Tasks for this exercise -
1. According to the abstract on coronary revascularization in obstructive sleep apnea, on which baseline characteristics were the patients with OSAS and the controls similar? List every one.
2. In the abstract on coronary revascularization in obstructive sleep apnea, how many patients made up the matched control group?
3. From the abstract on coronary revascularization in obstructive sleep apnea, return the passage starting with "Coronary Revascularization in" and going on through "of 65 patients.".

Passage for review -
··········

Coronary Revascularization in Patients with Obstructive Sleep Apnea Syndrome
Background. There is a paucity of clinical information regarding therapy for ischemic heart disease (IHD) in patients with obstructive sleep apnea syndrome (OSAS). We evaluated our experience with surgical revascularization in this subset of patients.
Methods. Between January 1998 and April 2001, 20 patients with OSAS underwent isolated coronary artery bypass grafting (CABG). Outcomes were compared to a matched control group consisting of 65 patients.
Results. Patients with OSAS and the controls were similar with regard to age (65.8 years versus 65.2 years), ejection fraction (44.5% versus 46.9%), and systolic blood pressure (141 mmHg versus 142 mmHg). However, they were comparatively heavier (212 lb versus 188 lbs, P < .03), had higher pulmonary artery pressures (42 mmHg versus 34 mmHg, P < .001), higher pulmonary capillary wedge pressures (17 mmHg versus 14 mmHg, P < .01), higher left ventricular end diastolic pressures (20 mmHg versus 18 mmHg, P < .04), and a greater incidence of diabetes (55% versus 30%, P = .049). Patients with OSAS were more likely to require prolonged ventilation (40% versus 0%, P < .001) and tracheostomy (10% versus 0%, P = .01) and have a protracted intensive care unit (ICU) course (9 days versus 3 days, P = .002) and hospitalization (24 versus 13, P = .003). There were no peri-operative deaths, and both groups had significant improvement in angina and functional class. At a mean follow-up of 59 months, angina recurrence was 10% and survival was 95% in patients with OSAS.

··········

Data for review -
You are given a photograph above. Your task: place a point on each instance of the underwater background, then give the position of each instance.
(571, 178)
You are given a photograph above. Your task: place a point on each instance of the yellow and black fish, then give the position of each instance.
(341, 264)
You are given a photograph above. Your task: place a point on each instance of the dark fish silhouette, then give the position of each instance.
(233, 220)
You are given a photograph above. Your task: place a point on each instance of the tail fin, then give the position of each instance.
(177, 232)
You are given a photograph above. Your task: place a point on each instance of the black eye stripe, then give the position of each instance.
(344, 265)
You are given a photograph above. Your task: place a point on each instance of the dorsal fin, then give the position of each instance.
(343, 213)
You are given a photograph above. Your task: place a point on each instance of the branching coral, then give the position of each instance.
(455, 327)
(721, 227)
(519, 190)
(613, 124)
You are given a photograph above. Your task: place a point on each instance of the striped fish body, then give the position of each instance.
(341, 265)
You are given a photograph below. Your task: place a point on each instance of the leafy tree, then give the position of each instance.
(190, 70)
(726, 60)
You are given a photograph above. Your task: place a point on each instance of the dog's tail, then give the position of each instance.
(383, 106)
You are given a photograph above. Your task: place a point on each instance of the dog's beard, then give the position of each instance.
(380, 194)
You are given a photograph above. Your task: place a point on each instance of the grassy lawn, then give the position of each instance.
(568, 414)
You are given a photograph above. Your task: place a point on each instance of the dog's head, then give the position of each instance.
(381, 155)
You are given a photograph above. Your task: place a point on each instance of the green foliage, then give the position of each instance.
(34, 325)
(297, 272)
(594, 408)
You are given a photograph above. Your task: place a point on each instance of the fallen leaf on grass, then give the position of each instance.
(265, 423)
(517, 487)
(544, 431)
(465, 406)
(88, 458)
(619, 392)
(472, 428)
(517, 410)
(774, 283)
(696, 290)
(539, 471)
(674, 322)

··········

Task-by-task outputs -
1. Age, ejection fraction, and systolic blood pressure.

2. 65 patients.

3.
Coronary Revascularization in Patients with Obstructive Sleep Apnea Syndrome
Background. There is a paucity of clinical information regarding therapy for ischemic heart disease (IHD) in patients with obstructive sleep apnea syndrome (OSAS). We evaluated our experience with surgical revascularization in this subset of patients.
Methods. Between January 1998 and April 2001, 20 patients with OSAS underwent isolated coronary artery bypass grafting (CABG). Outcomes were compared to a matched control group consisting of 65 patients.